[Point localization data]
^^^^^^^^

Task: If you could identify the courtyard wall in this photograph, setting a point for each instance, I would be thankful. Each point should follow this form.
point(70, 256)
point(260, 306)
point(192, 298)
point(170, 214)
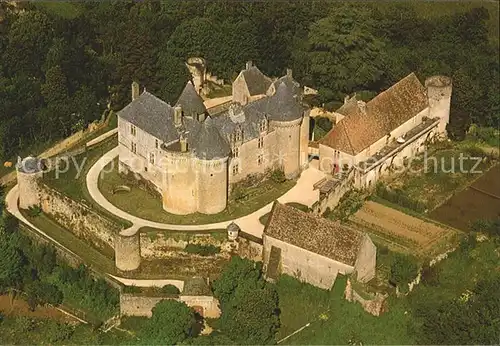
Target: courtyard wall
point(139, 305)
point(78, 218)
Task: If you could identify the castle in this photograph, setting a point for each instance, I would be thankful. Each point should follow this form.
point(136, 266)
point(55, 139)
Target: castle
point(192, 158)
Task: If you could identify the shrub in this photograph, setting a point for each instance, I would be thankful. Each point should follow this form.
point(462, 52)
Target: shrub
point(278, 176)
point(25, 324)
point(40, 293)
point(203, 250)
point(403, 269)
point(170, 289)
point(58, 332)
point(34, 211)
point(430, 275)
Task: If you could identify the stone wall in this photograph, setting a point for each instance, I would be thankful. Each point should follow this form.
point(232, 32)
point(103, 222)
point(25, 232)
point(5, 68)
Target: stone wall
point(76, 217)
point(366, 261)
point(331, 199)
point(305, 265)
point(248, 160)
point(374, 306)
point(249, 249)
point(138, 305)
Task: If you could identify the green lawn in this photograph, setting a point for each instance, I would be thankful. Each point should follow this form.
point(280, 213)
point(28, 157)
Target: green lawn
point(435, 179)
point(152, 233)
point(225, 90)
point(102, 260)
point(143, 204)
point(334, 320)
point(72, 182)
point(263, 219)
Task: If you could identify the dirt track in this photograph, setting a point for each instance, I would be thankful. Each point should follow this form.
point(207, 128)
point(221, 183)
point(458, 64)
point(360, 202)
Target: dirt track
point(397, 227)
point(20, 308)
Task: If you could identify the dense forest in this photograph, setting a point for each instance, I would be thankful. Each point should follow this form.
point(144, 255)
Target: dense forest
point(63, 64)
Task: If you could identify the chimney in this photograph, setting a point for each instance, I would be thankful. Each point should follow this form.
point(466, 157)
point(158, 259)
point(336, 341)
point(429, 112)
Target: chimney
point(362, 107)
point(135, 90)
point(183, 143)
point(177, 116)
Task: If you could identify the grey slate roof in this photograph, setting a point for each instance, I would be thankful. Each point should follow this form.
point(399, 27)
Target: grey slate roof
point(30, 164)
point(257, 82)
point(248, 119)
point(190, 101)
point(208, 143)
point(210, 139)
point(282, 106)
point(292, 85)
point(152, 115)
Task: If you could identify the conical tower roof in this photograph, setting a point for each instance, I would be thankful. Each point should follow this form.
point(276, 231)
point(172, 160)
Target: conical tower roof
point(191, 103)
point(282, 106)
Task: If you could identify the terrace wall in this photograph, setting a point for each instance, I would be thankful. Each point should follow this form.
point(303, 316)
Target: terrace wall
point(78, 218)
point(140, 305)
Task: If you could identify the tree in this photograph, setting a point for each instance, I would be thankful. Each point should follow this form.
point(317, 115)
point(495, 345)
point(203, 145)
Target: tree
point(172, 322)
point(40, 293)
point(343, 53)
point(250, 311)
point(403, 270)
point(239, 272)
point(11, 263)
point(251, 316)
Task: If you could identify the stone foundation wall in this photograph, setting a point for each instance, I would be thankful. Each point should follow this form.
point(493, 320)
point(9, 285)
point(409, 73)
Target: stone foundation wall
point(137, 305)
point(76, 217)
point(375, 306)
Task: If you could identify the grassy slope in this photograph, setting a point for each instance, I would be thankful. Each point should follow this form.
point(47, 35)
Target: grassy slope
point(73, 184)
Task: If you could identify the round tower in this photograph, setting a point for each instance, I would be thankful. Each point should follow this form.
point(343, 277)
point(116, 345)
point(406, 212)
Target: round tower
point(439, 89)
point(288, 142)
point(179, 186)
point(29, 172)
point(286, 116)
point(212, 185)
point(127, 250)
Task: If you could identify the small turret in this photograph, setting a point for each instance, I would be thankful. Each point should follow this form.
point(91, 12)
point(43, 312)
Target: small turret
point(135, 90)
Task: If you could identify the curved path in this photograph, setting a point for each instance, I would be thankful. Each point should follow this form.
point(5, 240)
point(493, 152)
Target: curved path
point(303, 192)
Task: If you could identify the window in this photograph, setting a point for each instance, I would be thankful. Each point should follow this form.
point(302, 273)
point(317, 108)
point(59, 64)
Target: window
point(236, 169)
point(263, 125)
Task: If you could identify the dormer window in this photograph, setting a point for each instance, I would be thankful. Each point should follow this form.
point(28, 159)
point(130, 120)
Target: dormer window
point(238, 135)
point(263, 125)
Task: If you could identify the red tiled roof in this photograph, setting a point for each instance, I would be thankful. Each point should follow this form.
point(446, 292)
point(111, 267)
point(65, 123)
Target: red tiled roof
point(384, 113)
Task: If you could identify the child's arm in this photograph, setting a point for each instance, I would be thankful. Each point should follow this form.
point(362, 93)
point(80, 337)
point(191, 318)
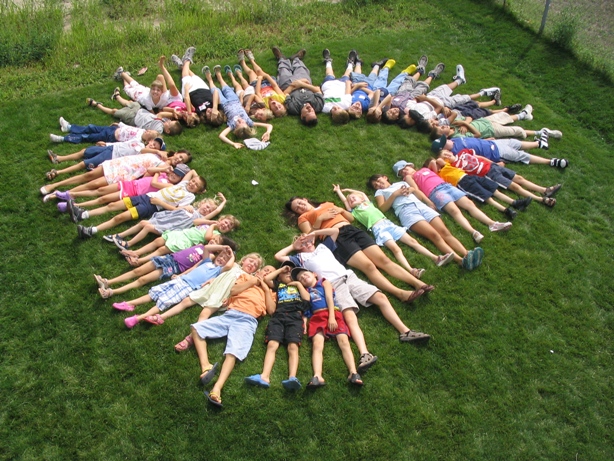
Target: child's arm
point(328, 293)
point(224, 137)
point(301, 289)
point(418, 193)
point(337, 189)
point(266, 136)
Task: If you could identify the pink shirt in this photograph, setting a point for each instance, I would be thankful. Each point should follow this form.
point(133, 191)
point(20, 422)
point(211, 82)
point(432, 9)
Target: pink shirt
point(426, 180)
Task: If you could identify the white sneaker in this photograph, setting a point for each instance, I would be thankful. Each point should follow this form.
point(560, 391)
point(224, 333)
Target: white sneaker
point(64, 125)
point(528, 112)
point(460, 75)
point(500, 226)
point(477, 237)
point(556, 134)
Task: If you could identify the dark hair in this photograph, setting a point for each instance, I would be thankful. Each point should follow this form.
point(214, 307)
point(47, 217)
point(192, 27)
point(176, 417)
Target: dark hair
point(423, 126)
point(373, 178)
point(310, 123)
point(290, 215)
point(230, 242)
point(181, 151)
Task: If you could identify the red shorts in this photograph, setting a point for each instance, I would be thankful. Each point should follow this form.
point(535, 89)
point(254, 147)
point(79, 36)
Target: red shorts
point(319, 323)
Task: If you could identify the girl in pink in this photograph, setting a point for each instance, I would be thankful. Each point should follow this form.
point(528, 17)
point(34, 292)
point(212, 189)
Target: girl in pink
point(440, 195)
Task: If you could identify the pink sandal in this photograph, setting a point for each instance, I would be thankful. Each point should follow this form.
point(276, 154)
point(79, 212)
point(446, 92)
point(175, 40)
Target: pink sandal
point(184, 344)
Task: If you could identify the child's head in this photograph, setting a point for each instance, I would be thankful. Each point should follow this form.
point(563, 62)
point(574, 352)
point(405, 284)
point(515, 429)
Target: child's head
point(251, 262)
point(181, 156)
point(355, 110)
point(172, 127)
point(340, 116)
point(441, 143)
point(191, 119)
point(197, 185)
point(219, 239)
point(222, 258)
point(277, 108)
point(390, 115)
point(307, 278)
point(378, 182)
point(403, 168)
point(355, 199)
point(243, 130)
point(156, 89)
point(227, 223)
point(150, 135)
point(374, 115)
point(206, 206)
point(262, 115)
point(178, 173)
point(308, 115)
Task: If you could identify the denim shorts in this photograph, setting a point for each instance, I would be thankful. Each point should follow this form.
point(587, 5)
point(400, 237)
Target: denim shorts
point(385, 230)
point(444, 194)
point(238, 327)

^^^^^^^^

Take the stretch of lines above from the one containing "point(446, 92)" through the one containing "point(515, 429)" and repeat it exactly, adding no other line.

**Result for this task**
point(446, 92)
point(175, 40)
Target: pink sandal
point(184, 344)
Task: If you could identify the child's head in this photograph, setting a point for each instance, I would be thankful. Each point should follow this form.
point(563, 62)
point(574, 352)
point(405, 284)
point(515, 429)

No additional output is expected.